++++ Information given ++++

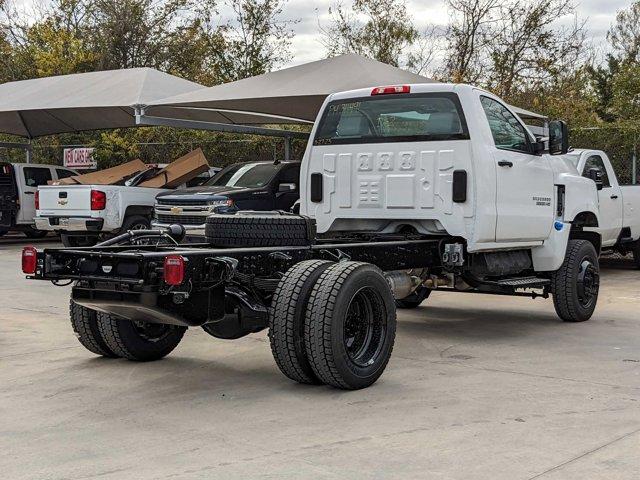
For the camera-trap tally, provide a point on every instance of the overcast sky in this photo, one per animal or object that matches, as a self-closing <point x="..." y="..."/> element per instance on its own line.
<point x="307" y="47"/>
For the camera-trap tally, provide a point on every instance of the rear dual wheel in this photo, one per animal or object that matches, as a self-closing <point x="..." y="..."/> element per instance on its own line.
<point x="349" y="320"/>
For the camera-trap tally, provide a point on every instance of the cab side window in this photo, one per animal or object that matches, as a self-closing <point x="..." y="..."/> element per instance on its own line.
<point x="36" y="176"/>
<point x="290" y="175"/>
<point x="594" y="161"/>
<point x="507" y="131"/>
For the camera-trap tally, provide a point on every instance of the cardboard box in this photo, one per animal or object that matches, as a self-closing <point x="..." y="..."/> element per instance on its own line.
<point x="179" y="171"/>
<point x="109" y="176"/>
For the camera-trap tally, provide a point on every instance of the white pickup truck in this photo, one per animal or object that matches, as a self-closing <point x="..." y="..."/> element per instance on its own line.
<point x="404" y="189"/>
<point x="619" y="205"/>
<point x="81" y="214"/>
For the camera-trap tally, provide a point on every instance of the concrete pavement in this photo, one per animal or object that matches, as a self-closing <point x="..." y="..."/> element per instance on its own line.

++++

I'd like the material repeated word for word, without the pictures it holds.

For the camera-trap tally, provide a point on every instance of the overcast sky in this photo, one per animal or object that matches, as a self-closing <point x="..." y="..."/> element per instance on its own line.
<point x="307" y="47"/>
For the camera-trap tally, provide a point on every instance of the rear dual wheel in this photo, one per animal or object that matches, as a self-closing <point x="..." y="..."/> element per instance on its own line.
<point x="349" y="320"/>
For the camera-trap tally, provide a point on every instance of the cab side window in this photo, one per animal or object that matches, as a self-closing <point x="..." y="..."/> element per instance on its own line.
<point x="36" y="176"/>
<point x="290" y="175"/>
<point x="594" y="161"/>
<point x="507" y="131"/>
For the camera-trap tally, provide a point on every instance of the cardboard box in this photo, one per animal or object that matches, as a self-closing <point x="..." y="..."/> element per instance on its own line.
<point x="179" y="171"/>
<point x="109" y="176"/>
For the camera-trap tally, provide a point on every instance of the white pickup truck in this photo, one per animal or object that matches, as a self-closing <point x="..." y="..."/> element per instance on its own line.
<point x="404" y="189"/>
<point x="619" y="205"/>
<point x="81" y="214"/>
For the camera-trap tally, provide a point on every instance of the concrete pavement in this photo, one per animal or object that matches, as a self-closing <point x="..." y="..."/> element per instance on its own line.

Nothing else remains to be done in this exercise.